• [Given task A]
Rewrite the paragraph of the article on the sheriff's list of problem deputies that begins "The department warned about 300 deputies in October" as a shorter bulleted list that keeps its main facts.
• [Given task B]
Carry the article on the sheriff's list of problem deputies forward from its final paragraph.

• [Document section]
L.A. sheriff gains support in legal fight over secret list of 300 problem deputies
The American Civil Liberties Union of Southern California and three other advocacy groups have gone to court to back Los Angeles County Sheriff Jim McDonnell’s attempt to send prosecutors the names of deputies found to have committed serious misconduct on the job.
The move is the latest turn in the fight over a secret list of 300 problematic deputies whose history of misconduct could damage their credibility if they are ever called to testify in criminal cases.
The Assn. for Los Angeles Deputy Sheriffs has sued the department over the disclosure, saying it would violate peace officer confidentiality laws and draw unfair scrutiny on deputies whose mistakes might have happened long ago.
A Superior Court judge agreed in January that providing the list would violate state law, but said the department could turn over the names of problem deputies when there’s a pending case in which that officer might testify. Last month, a two-judge appellate court panel granted the union’s request to put a temporary hold on any transmission of names, even in pending cases.
The ACLU filed a friend-of-the-court brief on Friday, asking the appeals court to reject the Assn. for Los Angeles Deputy Sheriffs’ request that none of the names of problem deputies be sent to prosecutors.
“Criminal trials are not games where the prosecution and law enforcement are permitted to withhold information that helps the defense,” Peter Eliasberg, chief counsel at the ACLU of Southern California, said in a news release.
“It is essential to the right to a fair trial that the prosecutor inform the defense if there is potentially exculpatory or impeachment evidence in an officer’s personnel file, including conclusions by the department that an officer has filed a false report or lied on the witness stand,” he said.
An attorney for the union said she did not yet have time Monday to review the ACLU’s filing.
The department warned about 300 deputies in October that their personnel files contained evidence of “moral turpitude.” The letters said such acts could include accepting bribes or gifts, misappropriating property, tampering with evidence, lying, obstructing investigations, falsifying records, using unreasonable force, discriminatory harassment and family violence. Sheriff’s officials said it was possible that some of the offenses didn’t apply to any current deputies on the department.
The targeted group represents about 3% of the department’s roughly 9,100 deputies.
In the letters, the department said the list would include only deputies found guilty of wrongdoing by internal investigators. The agency would send just the deputies’ names, not their entire personnel files, the letters said.
Under the 1963 U.S. Supreme Court ruling in Brady vs. Maryland, prosecutors are obligated to alert defendants to any evidence that could aid the defense. That evidence includes information that could undermine an officer’s credibility. Not doing so could result in wrongful convictions.

• [Source material]
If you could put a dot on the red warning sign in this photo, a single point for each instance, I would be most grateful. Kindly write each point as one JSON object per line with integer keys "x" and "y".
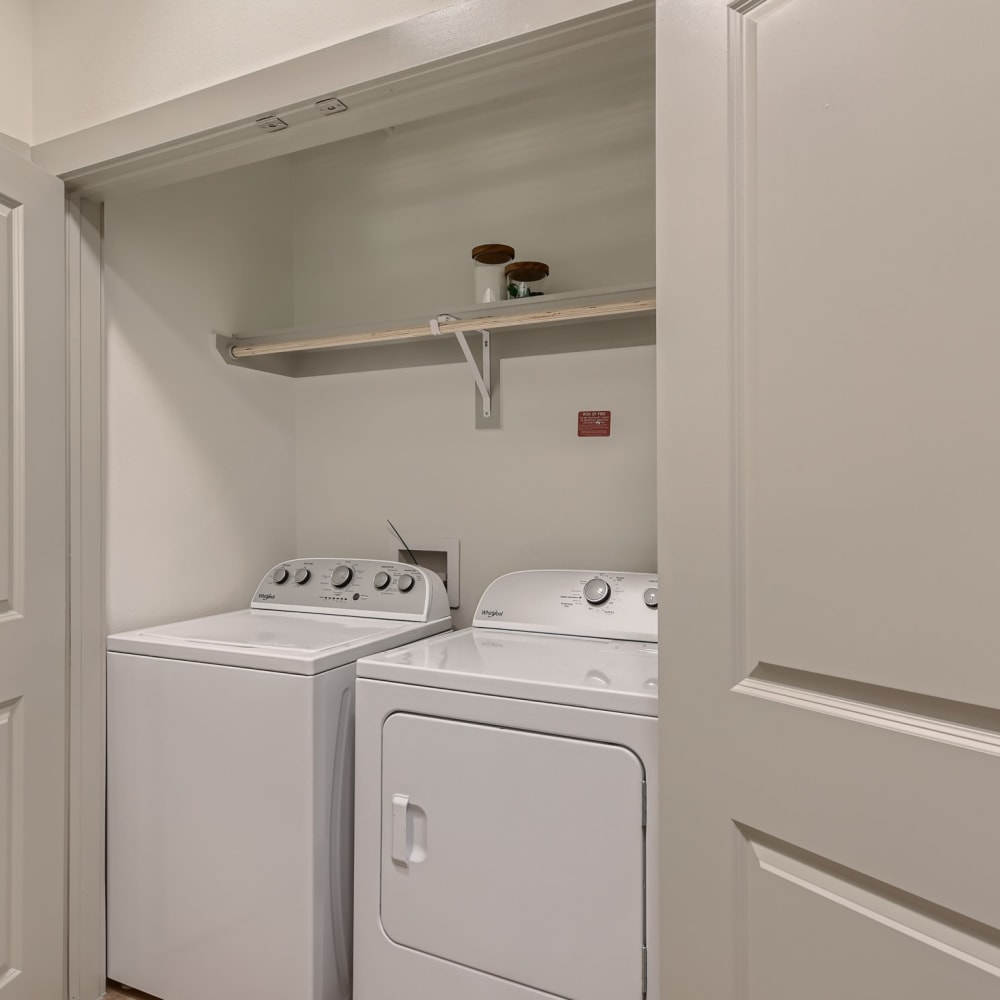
{"x": 593, "y": 423}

• [Final answer A]
- In October, the department warned about 300 deputies that their personnel files held evidence of "moral turpitude."
- According to the letters, such acts could include taking bribes or gifts, misappropriating property, tampering with evidence, lying, obstructing investigations, falsifying records, using unreasonable force, discriminatory harassment and family violence.
- Sheriff's officials said some of these offenses might not apply to any current deputy.

• [Final answer B]
The court battle over the list of sheriff’s deputies also comes as Los Angeles County Dist. Atty. Jackie Lacey is redefining how her office would handle the names of officers with histories of misconduct. Right now, the office doesn’t obtain lists of problem officers from police agencies, Lacey said in a recent interview.
Criminal trials are not games where the prosecution and law enforcement are permitted to withhold information that helps the defense.
— Peter Eliasberg, chief counsel at the ACLU of Southern California
In a perplexing wrinkle to the court action last month, one of her deputy district attorneys filed a declaration in the sheriff’s union’s favor stating that Lacey’s office “actively declines to accept information” from officer personnel files without the permission of the officer. But in last week’s interview with The Times, Lacey distanced herself from Deputy Dist. Atty. Jason Lustig’s declaration.
“I didn’t help with it. I didn’t know about it,” she said.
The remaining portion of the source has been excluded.